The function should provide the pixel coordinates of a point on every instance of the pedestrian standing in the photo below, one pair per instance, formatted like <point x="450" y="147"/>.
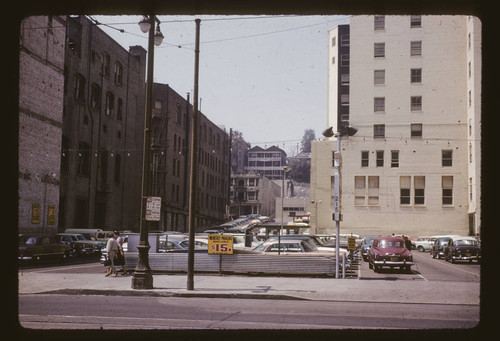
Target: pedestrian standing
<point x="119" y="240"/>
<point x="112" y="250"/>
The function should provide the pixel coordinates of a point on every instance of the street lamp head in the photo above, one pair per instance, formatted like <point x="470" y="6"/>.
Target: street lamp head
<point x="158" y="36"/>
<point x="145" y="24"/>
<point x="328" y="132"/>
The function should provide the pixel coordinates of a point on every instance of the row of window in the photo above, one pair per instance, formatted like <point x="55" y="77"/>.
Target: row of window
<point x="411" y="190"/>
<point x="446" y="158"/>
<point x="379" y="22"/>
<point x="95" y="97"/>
-- -- --
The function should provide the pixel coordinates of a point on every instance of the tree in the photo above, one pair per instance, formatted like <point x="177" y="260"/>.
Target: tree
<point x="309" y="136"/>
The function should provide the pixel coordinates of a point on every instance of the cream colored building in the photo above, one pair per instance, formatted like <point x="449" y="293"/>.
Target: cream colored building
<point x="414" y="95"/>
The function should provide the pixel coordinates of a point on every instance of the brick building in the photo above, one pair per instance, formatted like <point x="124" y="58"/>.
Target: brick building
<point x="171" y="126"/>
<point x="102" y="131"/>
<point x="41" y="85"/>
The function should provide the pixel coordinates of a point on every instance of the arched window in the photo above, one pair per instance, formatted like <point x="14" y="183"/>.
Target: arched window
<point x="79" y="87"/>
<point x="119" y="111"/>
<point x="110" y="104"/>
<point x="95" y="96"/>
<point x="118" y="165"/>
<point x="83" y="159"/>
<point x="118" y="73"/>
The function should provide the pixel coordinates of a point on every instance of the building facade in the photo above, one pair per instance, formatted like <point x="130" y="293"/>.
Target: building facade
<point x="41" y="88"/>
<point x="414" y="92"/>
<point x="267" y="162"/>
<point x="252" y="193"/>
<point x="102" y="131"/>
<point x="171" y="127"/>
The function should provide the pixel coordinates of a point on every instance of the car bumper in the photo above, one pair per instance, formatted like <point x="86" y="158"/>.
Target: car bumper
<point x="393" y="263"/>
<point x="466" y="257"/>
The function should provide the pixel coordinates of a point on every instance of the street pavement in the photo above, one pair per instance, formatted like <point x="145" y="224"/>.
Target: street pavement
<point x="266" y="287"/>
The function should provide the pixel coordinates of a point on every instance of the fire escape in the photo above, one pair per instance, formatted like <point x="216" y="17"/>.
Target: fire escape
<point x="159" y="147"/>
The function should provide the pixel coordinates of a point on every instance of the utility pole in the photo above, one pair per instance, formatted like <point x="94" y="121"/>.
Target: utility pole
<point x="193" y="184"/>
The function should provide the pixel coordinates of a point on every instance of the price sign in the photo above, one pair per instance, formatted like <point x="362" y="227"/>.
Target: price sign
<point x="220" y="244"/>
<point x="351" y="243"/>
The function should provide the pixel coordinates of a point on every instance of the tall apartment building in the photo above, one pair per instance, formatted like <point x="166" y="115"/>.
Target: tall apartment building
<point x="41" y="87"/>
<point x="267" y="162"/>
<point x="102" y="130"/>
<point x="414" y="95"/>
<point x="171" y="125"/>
-- -- --
- **Task prompt**: Return a word-for-word copy of the lines above from the one holding "the car bumper" through the one holding "of the price", with both of them included and nothing besides.

- **Task solution**:
The function should provide the pixel coordinates of a point on every instance of the car bumper in the photo above, one pair per instance, formatted like <point x="86" y="158"/>.
Target: car bumper
<point x="393" y="263"/>
<point x="466" y="257"/>
The function should provide the pixel coordinates of a point on every instance of the street pavement in the photo above, one pair per instance, formatted like <point x="145" y="224"/>.
Target: street pavement
<point x="266" y="287"/>
The function should provide the pixel coordinates of a point on every instance of the fire escape in the photo above, one pair per instance, formatted like <point x="216" y="17"/>.
Target: fire escape
<point x="159" y="147"/>
The function should provide the pixel coordinates of a point on every instance of the utility pole in the photo above, one pair per instance, formatted like <point x="94" y="121"/>.
Target: utility pole
<point x="193" y="184"/>
The function should provide the pixel coordinates of a point on every instance of the price sign in the photo above, one pair per instance, formatted like <point x="362" y="227"/>.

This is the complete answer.